(Items from a dataset)
★ ★ ★ ★

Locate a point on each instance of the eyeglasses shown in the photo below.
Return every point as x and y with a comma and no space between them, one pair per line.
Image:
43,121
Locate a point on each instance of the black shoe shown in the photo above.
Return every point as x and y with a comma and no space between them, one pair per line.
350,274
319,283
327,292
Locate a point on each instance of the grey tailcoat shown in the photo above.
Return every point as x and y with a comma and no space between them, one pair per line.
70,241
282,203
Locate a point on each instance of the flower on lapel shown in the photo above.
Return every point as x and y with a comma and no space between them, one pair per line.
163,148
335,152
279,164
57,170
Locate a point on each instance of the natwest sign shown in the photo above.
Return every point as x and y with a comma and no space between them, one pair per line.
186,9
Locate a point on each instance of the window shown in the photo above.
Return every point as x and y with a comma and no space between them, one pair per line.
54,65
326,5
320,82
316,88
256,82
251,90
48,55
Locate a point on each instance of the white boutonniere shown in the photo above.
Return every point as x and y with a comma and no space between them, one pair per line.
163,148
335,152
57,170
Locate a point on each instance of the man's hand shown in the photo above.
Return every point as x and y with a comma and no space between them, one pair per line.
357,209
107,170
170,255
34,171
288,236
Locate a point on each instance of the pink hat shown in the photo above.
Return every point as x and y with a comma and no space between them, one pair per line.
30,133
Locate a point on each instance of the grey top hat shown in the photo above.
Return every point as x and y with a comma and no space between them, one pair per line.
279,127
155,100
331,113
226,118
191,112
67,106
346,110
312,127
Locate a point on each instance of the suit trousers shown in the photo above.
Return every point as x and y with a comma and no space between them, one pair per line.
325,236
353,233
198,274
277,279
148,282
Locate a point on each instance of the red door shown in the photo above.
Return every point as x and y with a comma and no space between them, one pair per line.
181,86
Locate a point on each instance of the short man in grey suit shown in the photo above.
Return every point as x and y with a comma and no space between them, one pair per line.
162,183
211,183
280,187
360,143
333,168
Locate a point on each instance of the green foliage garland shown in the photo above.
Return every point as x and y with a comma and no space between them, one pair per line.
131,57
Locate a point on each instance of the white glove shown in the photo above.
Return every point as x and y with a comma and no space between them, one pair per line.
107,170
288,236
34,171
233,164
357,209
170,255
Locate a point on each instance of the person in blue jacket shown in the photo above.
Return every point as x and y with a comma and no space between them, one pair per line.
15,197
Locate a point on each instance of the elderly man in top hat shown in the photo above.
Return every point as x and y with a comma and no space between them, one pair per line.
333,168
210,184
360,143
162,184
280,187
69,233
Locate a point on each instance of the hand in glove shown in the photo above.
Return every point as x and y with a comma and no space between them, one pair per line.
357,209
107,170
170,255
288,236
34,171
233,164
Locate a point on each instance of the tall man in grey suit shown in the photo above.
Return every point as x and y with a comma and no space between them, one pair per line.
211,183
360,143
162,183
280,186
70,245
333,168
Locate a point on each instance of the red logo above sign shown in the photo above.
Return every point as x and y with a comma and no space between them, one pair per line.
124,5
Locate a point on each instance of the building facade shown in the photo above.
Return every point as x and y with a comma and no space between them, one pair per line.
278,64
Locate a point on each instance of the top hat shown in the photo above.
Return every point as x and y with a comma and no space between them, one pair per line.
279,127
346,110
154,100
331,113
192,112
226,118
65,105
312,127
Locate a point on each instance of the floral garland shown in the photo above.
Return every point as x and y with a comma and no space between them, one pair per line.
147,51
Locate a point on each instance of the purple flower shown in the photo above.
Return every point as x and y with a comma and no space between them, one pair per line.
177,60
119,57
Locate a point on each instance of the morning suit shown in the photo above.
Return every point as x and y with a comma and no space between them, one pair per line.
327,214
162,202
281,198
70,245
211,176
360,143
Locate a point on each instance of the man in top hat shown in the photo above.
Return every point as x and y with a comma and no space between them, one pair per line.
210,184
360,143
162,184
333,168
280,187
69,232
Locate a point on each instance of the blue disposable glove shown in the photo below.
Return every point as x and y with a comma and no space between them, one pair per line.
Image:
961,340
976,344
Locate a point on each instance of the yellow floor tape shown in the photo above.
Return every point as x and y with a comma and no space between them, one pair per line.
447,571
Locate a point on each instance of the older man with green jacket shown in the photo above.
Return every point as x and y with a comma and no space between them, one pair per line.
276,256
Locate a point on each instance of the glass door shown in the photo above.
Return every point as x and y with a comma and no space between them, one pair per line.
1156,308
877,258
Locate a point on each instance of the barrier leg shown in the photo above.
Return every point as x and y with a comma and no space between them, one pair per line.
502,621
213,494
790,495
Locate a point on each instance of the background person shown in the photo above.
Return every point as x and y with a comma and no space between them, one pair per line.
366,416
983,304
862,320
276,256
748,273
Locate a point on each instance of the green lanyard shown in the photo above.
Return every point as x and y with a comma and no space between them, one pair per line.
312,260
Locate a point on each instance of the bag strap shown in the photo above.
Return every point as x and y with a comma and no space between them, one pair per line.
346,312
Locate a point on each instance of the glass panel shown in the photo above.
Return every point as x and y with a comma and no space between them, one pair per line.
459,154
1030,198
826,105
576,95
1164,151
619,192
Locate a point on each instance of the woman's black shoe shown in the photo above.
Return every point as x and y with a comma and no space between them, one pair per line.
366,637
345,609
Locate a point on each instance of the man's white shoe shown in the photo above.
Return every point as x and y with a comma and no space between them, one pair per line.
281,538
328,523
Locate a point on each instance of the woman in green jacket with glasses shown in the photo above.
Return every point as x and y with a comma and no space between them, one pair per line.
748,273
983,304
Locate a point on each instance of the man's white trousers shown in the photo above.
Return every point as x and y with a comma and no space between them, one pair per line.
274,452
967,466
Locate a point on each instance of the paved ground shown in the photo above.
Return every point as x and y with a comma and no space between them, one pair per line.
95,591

★ ★ ★ ★

Repeat the material above in full, keeping every word.

» **RESPONSE TO THIS EXERCISE**:
Locate a point on each instance of the eyeglasses shown in the photo below.
Return every point as x and y with a comma and no space between them, one pair per line.
Image:
43,121
Locate a point on each instance of the black shoe shown in the photo above.
Return every point as x and y with a comma and no space between them, one pair per line.
350,274
319,283
327,292
Locate a point on each instance of the grey tailcoat shown in the photo above.
Return every point as x and y with a comma and no space between them, one pair per line.
70,241
282,203
Locate a point on each instance of the flower on lapel shown in the photo above.
Return every point as x and y with a comma and no space between them, one pair per line.
163,148
335,152
279,164
57,170
Locate a point on each instance of the natwest sign shown in the photo above.
Return every point as x and y with a comma and no space between them, one pair per line.
186,9
Locate a point on each instance of the window shown in the photo above.
Return every point as x and y with a comma and no space between them, one pair per line.
54,65
326,5
320,82
316,88
256,82
251,90
48,55
Locate a point on each instance of the white boutonniere shown in the photo above.
Return every point as x and y with a comma and no space between them, one pair per line.
163,148
335,152
57,170
Locate a point on each instance of the man's hand shown in the photo above.
Return every point as x and y with a comma and no space between them, one pair per line.
357,209
107,170
170,255
34,171
288,236
Locate a point on each instance of the pink hat shown in the photo above.
Return every point as x and y with a comma and no space between them, one pair per line.
30,133
Locate a point on each instance of the grey top hat shown in the photo above.
Return every point as x and y with a comma and no space between them, one pair per line.
279,127
155,100
331,113
226,118
191,112
67,106
346,110
312,127
Locate a point on each instance of the suit trousers shown in the photo above.
Return every point as x and y with a comma and no space between them, one pair per line.
325,236
353,233
198,274
277,279
148,282
Locate a point on each instance of the red door shown in the photo above.
Return every point as x and y with a comma and no space between them, one pair per line.
181,86
Locate a point on each instance of the short man in grey suit shown in the photo above.
Return every point as x and y with a comma and no space between them, one pair per line.
162,183
211,183
280,187
360,143
333,168
Locate a point on each instance of the green foliage garland shown in the photo above.
Return every point as x and y with a comma and no space between them, one pair per line.
131,57
Locate a point on each instance of the white glove shown in the photo above.
Return every point as x and y with a comma and no space between them, one pair per line.
107,170
288,236
34,171
233,164
357,209
170,255
Locate a point on each instance of the person in blue jacket shown in the photo above.
Return every point as x and y with a comma and no space between them, one pair per line.
15,197
Locate a point on each instance of the elderly man in top hat shown in the photo above.
Return every point as x and y with a comma and no space between them, one pair per line.
333,168
210,184
360,143
162,184
280,187
69,233
Locate a point on each instance of the hand in glove shown in the photo above.
Return every point as x and y with a comma and no space between them, one pair per line.
357,209
107,170
170,255
288,236
34,171
233,164
Locate a point on each instance of the tall man in grey suit shown in the photo above.
Return every point as x and y with a comma and no space between them, one pair per line.
211,183
360,143
162,183
280,186
70,245
333,168
Locate a point on each instance of the red logo above sign shown in the photo above.
Return every point as x and y with a comma and no space between them, one pair per line.
124,5
Locate a point on each instance of the building facade shown in the photo above.
Return every point as x and y with a comma and no space between them, one pair per line.
278,64
Locate a point on each instance of the top hat shown in the photo above.
Return every point as x and y with a comma and no space between them, one pair per line.
279,127
346,110
154,100
331,113
192,112
226,118
65,105
312,127
Locate a point on each instance of the floral garland shown in the photo above.
Return every point as x and y with a comma and no space between them, one pair per line.
147,51
Locate a point on each instance of the purple flower shown in the photo above.
Return every point as x and y with a comma and no space between them, one pair per line.
177,60
119,57
Locate a point on each instance of the morning suit shown in the photo above.
Return every point as x and y with a comma and no space between them, one pair per line.
327,214
162,202
281,198
70,245
211,176
360,143
Locate a point on each instance of the man in top hat shown in the photo above.
Return every point as x and y with a comma and no space between them, one pair per line.
210,184
360,143
162,184
333,168
280,187
69,232
Locate a point on each instance of the blue disposable glove shown in the photo below.
Return every point as x and y with a comma and no space between them, one pair per line.
Image:
961,340
976,344
Locate a point on each instance of the yellow floor tape shown in the photo above.
Return every point as x and y with a comma and no space between them, one pair per line.
447,571
Locate a point on each instance of the older man with green jacket shown in the photo above.
Return every point as x and y with a comma and no space between them, one pair per line.
276,256
Locate a point on each instance of the glass door shown in the photo above.
Return every point as x and y with a comma and no space between them, one pair per line.
1156,308
877,258
Locate a point on each instance of the barrier leg shown in the photo above.
Return every point as x and y with a comma and no space between them, one pair per line.
502,621
213,494
790,495
Locate a point on each instance of the background person shown in the photo above.
Return every point as x and y with a comma and no space between them, one pair per line.
366,416
983,304
862,320
276,256
748,273
Locate a point on each instance of the green lanyard shown in the photo above.
Return every point as x and y with a comma and no space between them, one pair per line.
312,260
Locate a point on each instance of the bag strap shown in the photo above.
Return every point as x and y with a comma and no space between them, one pair per line.
346,312
Locate a point on each instance of the glass panel shown in the photo above.
Return every point as x and y with a comma and no space between them, one pair per line.
459,154
1030,198
826,105
576,95
1164,151
619,192
Locate a point on each instance of the woman's black shoe shown in the photo above.
Return every point as x and y with a comma and no space between them, one pair per line.
366,637
345,609
Locate a point on each instance of the man's white shoe shown in the photo above.
Return every point as x and y with a comma and no space between them, one pair per line.
281,538
328,523
Locate a point on each instance of the woman in green jacket with glasses shown in the photo above.
Return every point as x and y with a comma and no space between them, one pair per line.
748,273
983,304
Locate a point on each instance of the man's white trousers shown in the photo above.
Return every point as x and y with a comma and no space between them, one pair per line.
274,452
967,466
Locate a point on each instance of the paved ground shown in the photo above.
Return every point as x and y with a comma and no space between them, one pair per line.
95,591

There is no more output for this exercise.